SHORT TASK:
Retype everything in the text on request rings and protocol messages from "The semantics for" down to "we handle replies.", word for word.

** Start of EXCERPTED TEXT **

A node’s request ring consists of a sequence counter, as well as a buffer of callbacks for a fixed number of requests.
*response-backlog*
—the number of callbacks for outstanding requests we keep track of
The request ring is implemented as a ring-buffer of virtually unlimited capacity, which overwrites old elements when it wraps around its actual size. Its access function makes sure to return nil
instead of the elements that have been overwritten.
The ring
data structure has some very desirable properties, as well as a few questionable trade-offs. The callback ring is of fixed size, thus we avoid the risk of overflow due to excessive outstanding requests. Additionally, we forgo complicated timeout handling, the timeout for outstanding requests is implicitly adjusted relative to the load of the system. The node discards a callback (effectively a timeout of the request) only when it needs to reclaim its buffer slot for a new request. Hence, the effective timeout duration of requests decreases with the request throughput of a node (high load).
One glaring trade-off is the node’s implied behavior on excessive load. When requests are issued so quickly in succession that the callback ring wraps around before a responding node can reply, the ensuing replies are ignored, and no progress is made. Thus, it is up to the client to detect backpressure, and throttle accordingly.
It is noteworthy how this scheme affects the generational garbage collector. On a system with low load, callbacks can be retained much longer than technically required, possibly causing them to be tenured into an old generation. While this increases GC pressure, I conjecture that this phenomenon is actually amortized, since it is unlikely to occur on medium to high loads—where the additional pressure would actually hurt us.
Importantly, the value of *response-backlog*
must be chosen deliberately with these properties in mind, as it governs both the effective timeout duration and the peak congestion of the system.
Protocol messages
Our nodes communicate by exchanging and routing messages through the mesh. Usually, this would be the time when we define a wire encoding, but Erlangen does that for us already, so we can simply define structure classes to represent our messages. Each message contains some metadata to facilitate routing, namely the sender’s node and agent identifiers, in addition to the parameters specific to a particular message type.
*node*
—special variable bound to the node’s state, anode
structure
Furthermore, messages are divided into requests and replies. Using defstruct’s :include
option—which amounts to single-inheritance—we define our different types of messages in a type hierarchy. All types of requests and replies are of type message
, but the types request
and reply
are disjoint.
Requests are treated specially because they are subject to being forwarded to increasingly closer nodes before reaching their final destination. They feature two extra flags: forward-p and trace-p. The former is used for explicit replication by inhibiting forwarding, effectively preventing the receiver from delegating the request. The latter is a debugging feature that allows us to trace how requests travel through the mesh. Replies to requests are always sent directly to the node that originally issued it.
The semantics for each type of request are expressed as a handle
method on the respective type. As mentioned before, nodes shall update or add routes to nodes they are contacted by. To implement this we use CLOS Method Combination to add a :before
method to handle
that does just this. Note that since this method is specified on the type message
, it is also run when we handle replies.
The body of the method is straightforward: we update the route to the requesting node unless it doesn’t already exist, in which case we add a new route. There is one peculiarity though: some messages won’t have a node identifier, namely the ones issued by client nodes that don’t want to become part of the storage mesh. Client nodes send anonymous requests, and are not interned into the routing tables of other nodes.

** End of EXCERPTED TEXT **
** Start of INFORMATION SHOWN **

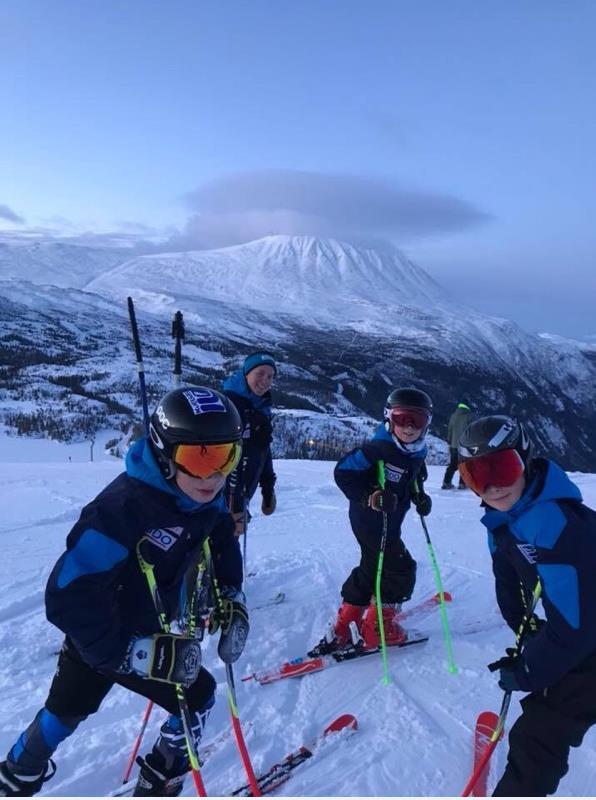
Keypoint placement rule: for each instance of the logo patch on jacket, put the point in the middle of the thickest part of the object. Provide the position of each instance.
(528, 551)
(165, 538)
(393, 473)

** End of INFORMATION SHOWN **

RESULT OF THIS TASK:
The semantics for each type of request are expressed as a handle
method on the respective type. As mentioned before, nodes shall update or add routes to nodes they are contacted by. To implement this we use CLOS Method Combination to add a :before
method to handle
that does just this. Note that since this method is specified on the type message
, it is also run when we handle replies.